## EXERCISE GOAL
Below are the records. Restate word for word every line from the one that contains "Target: white column" through the final line, both included.

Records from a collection
┌──

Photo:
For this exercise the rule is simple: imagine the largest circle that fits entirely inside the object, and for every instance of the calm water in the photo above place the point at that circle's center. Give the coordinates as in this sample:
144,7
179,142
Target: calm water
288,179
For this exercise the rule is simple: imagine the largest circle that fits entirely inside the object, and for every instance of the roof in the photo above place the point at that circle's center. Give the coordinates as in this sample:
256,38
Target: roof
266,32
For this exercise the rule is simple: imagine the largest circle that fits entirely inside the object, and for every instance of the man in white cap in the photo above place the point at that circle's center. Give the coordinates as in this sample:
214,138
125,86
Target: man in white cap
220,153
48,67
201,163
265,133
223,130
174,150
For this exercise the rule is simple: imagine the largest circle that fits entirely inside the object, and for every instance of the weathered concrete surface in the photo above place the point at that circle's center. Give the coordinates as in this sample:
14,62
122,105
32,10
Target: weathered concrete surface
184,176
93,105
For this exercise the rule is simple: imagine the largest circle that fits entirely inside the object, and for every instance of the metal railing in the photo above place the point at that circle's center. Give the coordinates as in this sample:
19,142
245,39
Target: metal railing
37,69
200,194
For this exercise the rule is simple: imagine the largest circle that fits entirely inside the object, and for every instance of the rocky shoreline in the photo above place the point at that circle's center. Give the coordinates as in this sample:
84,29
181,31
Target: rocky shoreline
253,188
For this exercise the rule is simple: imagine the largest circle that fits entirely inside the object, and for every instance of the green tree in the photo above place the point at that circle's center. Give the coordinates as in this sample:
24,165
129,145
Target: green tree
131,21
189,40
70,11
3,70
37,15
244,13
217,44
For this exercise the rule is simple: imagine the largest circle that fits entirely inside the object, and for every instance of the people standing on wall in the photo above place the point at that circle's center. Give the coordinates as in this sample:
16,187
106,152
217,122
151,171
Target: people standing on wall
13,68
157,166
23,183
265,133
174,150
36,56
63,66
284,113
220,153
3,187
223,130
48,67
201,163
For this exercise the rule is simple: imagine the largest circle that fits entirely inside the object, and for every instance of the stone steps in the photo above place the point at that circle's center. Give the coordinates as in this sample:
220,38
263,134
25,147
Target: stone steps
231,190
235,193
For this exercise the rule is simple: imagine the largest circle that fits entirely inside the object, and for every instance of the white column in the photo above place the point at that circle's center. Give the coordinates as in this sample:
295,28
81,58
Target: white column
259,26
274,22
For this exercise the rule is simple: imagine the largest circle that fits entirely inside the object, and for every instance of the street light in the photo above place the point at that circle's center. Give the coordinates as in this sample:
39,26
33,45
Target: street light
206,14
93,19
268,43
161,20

└──

## TASK RESPONSE
Target: white column
259,26
274,22
For this exercise the rule is simple: imagine the largest circle that fits entirely inside the object, and for every instance of the street light in the photo above place the point at that circle's center. Give the coordinates as in this sample:
39,26
33,45
Target: street light
206,14
93,19
268,43
161,20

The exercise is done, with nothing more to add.